** Start **

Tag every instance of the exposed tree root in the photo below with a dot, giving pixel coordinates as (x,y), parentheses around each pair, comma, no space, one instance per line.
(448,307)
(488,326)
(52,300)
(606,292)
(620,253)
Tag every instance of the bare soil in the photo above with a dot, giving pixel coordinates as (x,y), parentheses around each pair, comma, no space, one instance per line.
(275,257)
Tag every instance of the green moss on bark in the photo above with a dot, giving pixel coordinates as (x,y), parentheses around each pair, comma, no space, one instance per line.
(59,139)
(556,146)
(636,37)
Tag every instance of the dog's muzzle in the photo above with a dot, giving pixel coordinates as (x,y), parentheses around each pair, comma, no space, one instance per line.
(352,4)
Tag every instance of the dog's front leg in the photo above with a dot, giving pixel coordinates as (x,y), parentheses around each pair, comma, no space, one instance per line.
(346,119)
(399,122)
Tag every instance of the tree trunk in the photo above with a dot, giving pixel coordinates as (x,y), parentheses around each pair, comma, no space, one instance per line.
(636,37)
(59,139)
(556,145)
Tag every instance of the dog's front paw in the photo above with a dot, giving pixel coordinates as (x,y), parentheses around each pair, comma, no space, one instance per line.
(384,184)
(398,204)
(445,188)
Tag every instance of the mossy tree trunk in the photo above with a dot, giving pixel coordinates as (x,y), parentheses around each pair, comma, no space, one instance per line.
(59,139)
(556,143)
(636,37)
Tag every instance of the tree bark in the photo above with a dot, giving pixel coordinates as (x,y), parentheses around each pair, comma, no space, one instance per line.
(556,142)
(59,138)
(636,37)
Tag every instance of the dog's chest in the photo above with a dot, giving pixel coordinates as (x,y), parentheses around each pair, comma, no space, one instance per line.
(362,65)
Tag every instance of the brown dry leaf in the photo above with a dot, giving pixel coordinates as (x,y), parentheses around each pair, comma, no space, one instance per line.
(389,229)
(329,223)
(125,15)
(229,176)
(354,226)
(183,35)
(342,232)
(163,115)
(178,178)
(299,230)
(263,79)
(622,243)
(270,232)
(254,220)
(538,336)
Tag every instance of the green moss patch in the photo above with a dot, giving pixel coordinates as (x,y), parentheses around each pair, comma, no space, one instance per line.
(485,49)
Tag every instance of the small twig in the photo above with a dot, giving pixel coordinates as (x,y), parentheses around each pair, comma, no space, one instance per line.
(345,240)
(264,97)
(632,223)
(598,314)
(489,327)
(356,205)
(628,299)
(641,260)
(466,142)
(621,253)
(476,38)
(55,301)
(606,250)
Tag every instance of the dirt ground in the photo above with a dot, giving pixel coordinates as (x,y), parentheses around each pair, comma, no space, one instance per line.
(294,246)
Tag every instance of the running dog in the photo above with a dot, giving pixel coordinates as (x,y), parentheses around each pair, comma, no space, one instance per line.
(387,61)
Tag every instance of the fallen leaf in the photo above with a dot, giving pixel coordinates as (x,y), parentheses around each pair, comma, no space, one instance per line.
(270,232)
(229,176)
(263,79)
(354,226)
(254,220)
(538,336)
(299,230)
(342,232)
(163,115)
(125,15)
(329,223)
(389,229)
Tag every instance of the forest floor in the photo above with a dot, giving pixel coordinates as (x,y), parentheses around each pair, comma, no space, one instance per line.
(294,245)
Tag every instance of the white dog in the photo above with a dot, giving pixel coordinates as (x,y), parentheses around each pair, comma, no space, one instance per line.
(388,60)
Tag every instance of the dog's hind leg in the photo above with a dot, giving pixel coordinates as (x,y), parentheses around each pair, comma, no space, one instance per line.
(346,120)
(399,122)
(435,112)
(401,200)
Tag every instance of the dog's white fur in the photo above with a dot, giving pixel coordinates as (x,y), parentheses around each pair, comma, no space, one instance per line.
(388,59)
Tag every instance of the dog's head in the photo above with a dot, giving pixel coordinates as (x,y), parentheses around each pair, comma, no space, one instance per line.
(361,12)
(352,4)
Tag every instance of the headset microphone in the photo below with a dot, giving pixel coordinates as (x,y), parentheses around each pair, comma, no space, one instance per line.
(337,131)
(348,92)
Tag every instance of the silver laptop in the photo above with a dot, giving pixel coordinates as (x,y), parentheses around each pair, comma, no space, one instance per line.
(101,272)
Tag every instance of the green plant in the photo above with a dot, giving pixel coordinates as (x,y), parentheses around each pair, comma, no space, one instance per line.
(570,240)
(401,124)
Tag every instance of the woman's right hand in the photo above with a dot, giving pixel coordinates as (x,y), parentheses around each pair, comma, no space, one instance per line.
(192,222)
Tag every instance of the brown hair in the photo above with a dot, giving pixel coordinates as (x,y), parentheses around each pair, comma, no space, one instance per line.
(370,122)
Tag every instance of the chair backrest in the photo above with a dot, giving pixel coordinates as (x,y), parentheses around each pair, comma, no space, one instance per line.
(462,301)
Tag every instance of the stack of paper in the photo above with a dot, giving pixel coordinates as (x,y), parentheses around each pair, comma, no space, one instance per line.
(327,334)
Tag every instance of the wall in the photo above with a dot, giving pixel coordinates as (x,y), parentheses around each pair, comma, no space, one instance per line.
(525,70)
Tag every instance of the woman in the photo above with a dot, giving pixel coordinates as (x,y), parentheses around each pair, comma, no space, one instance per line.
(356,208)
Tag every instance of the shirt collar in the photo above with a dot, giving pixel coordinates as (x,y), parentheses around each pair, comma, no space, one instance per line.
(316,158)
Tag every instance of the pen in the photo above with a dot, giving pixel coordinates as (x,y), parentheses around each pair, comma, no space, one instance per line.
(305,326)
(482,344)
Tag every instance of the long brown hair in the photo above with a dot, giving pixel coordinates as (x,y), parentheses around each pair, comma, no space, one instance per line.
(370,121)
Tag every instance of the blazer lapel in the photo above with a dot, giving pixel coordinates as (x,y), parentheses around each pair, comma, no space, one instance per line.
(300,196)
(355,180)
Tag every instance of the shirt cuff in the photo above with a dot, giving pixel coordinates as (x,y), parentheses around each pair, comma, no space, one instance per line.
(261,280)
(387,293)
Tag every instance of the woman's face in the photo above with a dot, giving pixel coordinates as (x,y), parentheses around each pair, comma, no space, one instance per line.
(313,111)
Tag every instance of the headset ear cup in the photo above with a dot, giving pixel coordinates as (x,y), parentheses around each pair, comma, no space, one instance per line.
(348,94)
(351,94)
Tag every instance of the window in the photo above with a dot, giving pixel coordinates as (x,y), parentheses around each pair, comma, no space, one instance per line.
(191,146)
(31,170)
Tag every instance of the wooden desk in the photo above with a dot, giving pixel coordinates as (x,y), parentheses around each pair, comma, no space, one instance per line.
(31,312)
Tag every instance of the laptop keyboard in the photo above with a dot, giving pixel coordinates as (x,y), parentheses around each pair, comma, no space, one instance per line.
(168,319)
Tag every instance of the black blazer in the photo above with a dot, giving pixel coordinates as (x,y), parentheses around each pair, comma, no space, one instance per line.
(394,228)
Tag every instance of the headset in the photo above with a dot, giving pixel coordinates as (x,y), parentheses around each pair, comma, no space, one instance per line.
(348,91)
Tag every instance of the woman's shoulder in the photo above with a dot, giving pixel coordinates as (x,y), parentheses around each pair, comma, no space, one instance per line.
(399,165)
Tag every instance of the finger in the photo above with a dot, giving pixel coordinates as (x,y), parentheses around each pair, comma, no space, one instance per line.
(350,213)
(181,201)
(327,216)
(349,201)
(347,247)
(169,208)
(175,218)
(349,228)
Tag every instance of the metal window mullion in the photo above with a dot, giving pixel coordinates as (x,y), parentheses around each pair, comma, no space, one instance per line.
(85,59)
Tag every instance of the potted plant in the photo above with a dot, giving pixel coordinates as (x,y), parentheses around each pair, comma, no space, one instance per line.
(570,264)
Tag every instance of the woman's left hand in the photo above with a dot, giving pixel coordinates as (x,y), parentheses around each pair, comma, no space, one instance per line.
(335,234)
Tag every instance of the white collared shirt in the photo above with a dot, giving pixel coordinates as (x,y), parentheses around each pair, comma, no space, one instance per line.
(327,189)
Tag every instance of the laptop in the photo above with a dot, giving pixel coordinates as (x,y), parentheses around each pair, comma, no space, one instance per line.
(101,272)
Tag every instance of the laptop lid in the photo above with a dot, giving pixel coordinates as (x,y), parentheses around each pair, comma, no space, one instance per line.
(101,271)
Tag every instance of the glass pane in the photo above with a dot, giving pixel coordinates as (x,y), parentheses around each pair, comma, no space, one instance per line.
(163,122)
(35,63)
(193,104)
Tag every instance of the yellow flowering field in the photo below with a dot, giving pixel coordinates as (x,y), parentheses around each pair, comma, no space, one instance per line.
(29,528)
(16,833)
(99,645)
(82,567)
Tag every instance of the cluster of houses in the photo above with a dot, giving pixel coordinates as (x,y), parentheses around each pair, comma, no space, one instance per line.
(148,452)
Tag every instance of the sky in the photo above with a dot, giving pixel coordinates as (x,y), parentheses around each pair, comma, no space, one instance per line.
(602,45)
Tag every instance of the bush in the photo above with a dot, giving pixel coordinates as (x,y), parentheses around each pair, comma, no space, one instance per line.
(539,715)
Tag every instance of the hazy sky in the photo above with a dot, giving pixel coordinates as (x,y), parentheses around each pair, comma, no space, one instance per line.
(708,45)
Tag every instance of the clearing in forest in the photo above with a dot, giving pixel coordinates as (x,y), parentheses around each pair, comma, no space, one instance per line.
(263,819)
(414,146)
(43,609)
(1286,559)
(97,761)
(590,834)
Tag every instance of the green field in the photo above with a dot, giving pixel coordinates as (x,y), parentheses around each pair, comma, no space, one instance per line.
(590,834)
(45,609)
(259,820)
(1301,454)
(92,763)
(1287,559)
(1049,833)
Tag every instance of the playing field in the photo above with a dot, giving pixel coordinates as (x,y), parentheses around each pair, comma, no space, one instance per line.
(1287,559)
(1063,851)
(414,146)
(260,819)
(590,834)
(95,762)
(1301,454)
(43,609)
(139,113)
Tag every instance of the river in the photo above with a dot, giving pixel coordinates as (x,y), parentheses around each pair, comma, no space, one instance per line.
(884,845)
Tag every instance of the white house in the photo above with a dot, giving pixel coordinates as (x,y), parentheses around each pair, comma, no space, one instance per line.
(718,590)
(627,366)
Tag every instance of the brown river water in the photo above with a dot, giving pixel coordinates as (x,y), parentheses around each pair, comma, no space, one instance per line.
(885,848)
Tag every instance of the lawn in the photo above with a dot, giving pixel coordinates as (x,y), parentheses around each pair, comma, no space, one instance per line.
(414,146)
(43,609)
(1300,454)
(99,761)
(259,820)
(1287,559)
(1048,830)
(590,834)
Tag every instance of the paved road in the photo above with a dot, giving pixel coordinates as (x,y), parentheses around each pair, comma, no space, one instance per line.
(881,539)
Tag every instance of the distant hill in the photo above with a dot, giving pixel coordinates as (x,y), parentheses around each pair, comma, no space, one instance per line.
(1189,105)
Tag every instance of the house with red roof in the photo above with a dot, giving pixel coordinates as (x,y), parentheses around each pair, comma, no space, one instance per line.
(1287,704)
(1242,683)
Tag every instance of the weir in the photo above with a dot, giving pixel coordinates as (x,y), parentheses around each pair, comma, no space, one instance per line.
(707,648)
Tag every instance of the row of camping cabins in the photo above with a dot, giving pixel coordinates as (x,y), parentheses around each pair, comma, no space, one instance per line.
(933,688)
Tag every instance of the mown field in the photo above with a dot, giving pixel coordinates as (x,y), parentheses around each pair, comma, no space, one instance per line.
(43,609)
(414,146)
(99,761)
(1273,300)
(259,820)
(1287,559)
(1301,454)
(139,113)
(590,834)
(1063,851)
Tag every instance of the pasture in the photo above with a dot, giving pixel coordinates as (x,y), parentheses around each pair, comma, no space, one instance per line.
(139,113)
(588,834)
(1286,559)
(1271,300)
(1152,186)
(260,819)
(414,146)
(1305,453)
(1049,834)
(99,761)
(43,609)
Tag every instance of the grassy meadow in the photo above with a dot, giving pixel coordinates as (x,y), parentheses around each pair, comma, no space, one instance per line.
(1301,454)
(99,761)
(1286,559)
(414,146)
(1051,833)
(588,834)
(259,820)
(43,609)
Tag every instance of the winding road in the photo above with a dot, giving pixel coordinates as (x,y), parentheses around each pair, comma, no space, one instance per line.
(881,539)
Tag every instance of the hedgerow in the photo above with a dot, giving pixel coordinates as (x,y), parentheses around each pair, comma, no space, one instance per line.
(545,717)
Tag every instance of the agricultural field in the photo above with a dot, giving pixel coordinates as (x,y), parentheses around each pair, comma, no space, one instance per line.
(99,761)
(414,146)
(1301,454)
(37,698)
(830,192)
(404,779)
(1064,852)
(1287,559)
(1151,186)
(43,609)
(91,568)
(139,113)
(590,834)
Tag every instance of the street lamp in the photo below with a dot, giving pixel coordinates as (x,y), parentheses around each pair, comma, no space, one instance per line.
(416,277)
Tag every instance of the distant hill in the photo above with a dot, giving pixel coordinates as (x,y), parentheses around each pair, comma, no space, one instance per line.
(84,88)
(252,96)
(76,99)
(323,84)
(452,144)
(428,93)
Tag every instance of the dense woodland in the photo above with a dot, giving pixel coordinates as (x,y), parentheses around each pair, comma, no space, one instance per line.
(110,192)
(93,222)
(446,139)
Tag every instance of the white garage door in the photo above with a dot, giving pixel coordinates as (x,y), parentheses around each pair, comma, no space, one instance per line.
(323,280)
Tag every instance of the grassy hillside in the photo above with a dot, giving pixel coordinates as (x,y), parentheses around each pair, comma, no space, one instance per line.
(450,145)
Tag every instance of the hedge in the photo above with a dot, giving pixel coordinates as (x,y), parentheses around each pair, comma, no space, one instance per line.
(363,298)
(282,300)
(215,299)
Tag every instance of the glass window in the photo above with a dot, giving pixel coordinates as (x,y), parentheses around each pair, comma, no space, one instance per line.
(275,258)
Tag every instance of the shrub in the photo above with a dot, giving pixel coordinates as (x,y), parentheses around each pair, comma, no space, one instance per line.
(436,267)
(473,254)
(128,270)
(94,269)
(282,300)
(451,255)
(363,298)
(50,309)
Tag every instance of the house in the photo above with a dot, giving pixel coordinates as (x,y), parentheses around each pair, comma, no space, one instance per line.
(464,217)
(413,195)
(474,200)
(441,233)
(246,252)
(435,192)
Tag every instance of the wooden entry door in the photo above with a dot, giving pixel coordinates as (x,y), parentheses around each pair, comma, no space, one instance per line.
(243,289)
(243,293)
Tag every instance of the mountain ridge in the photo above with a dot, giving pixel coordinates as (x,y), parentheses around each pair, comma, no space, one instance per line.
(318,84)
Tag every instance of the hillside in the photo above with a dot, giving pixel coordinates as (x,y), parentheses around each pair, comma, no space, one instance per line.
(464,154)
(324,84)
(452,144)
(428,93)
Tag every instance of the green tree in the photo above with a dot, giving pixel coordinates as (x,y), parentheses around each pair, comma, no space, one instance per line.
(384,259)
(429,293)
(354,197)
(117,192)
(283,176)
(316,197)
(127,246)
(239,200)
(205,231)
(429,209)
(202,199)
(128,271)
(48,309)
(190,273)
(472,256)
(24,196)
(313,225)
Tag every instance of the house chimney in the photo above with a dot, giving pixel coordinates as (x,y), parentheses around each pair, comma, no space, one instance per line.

** End **

Quote exactly and only the lines from the one holding "Tag every instance of the house in" through the end of the data.

The solution -
Tag every instance of the house in the photo above with a dot, giving pixel coordinates as (x,y), parentheses around each pair, comma, no space, one instance per line.
(464,217)
(413,195)
(474,200)
(441,233)
(246,252)
(435,192)
Tag every instance of the wooden entry door in the photo above with a dot, giving pixel coordinates as (x,y), parentheses around each pair, comma, no space, one instance per line.
(243,289)
(243,293)
Tag every instance of the mountain ridge in the photo above with a dot, giving pixel coordinates as (x,y), parentheses around each pair, comma, no space, one instance per line.
(318,84)
Tag every instance of the hillside in the photo above with a dot, giving pixel coordinates as (x,y), parentheses around each pair, comma, no space, one instance per line.
(464,154)
(324,84)
(452,144)
(428,93)
Tag every instance of the green tree in the photo above with a dot, giving pixel coordinates as (x,y), parentheses around each pair, comma, no space, one instance per line.
(384,259)
(429,293)
(354,197)
(117,192)
(283,176)
(316,197)
(127,246)
(239,200)
(205,231)
(429,209)
(202,199)
(128,271)
(48,309)
(190,273)
(472,256)
(24,196)
(313,225)
Tag every instance of the house chimney in the photo above with a dot, giving pixel coordinates as (x,y), parentheses around each pair, comma, no space, one instance per line.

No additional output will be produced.